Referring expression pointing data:
=== Begin Enclosure ===

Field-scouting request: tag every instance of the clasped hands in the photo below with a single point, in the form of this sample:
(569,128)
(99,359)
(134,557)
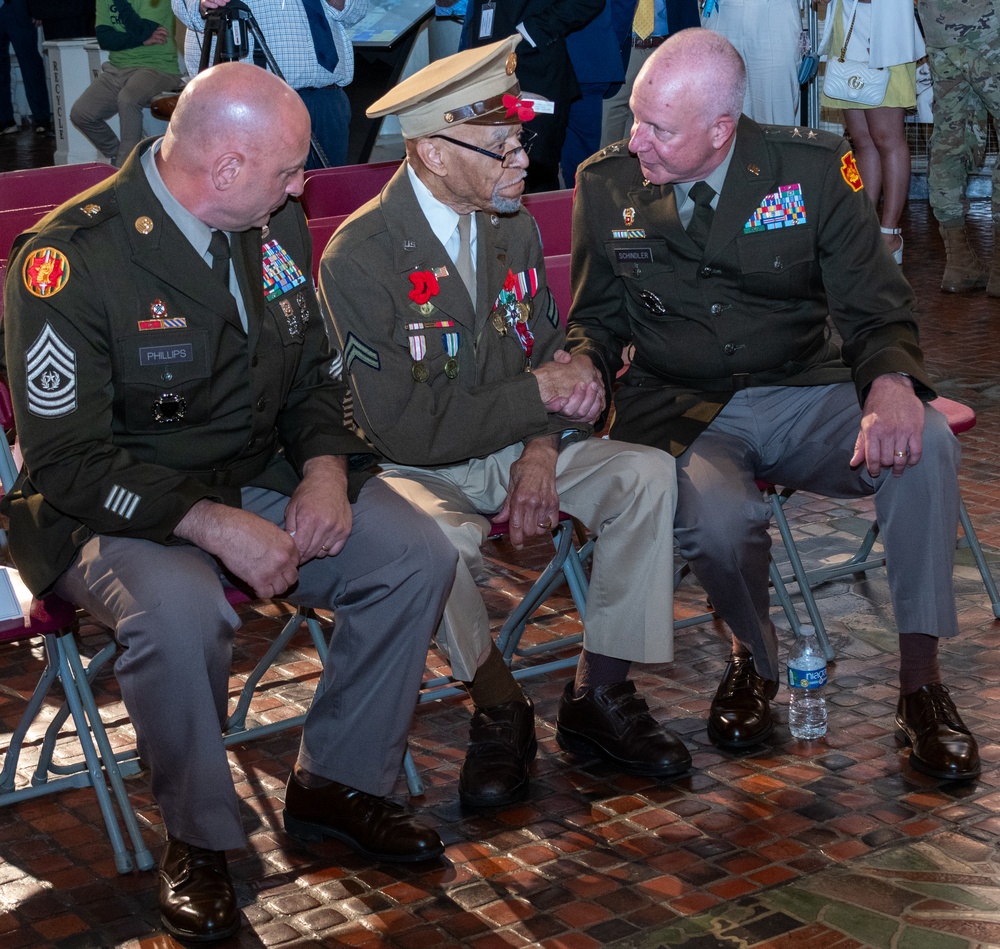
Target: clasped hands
(572,387)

=== End Enclosure ===

:: Required action ::
Word for word, set down each record shown above, omitting the pictures.

:: Result for this exercise ::
Field-scouting request: tag every instance of the clasped hands in the photo below with a single point, in the form of this sample:
(569,128)
(99,359)
(134,557)
Target: clasped hands
(572,387)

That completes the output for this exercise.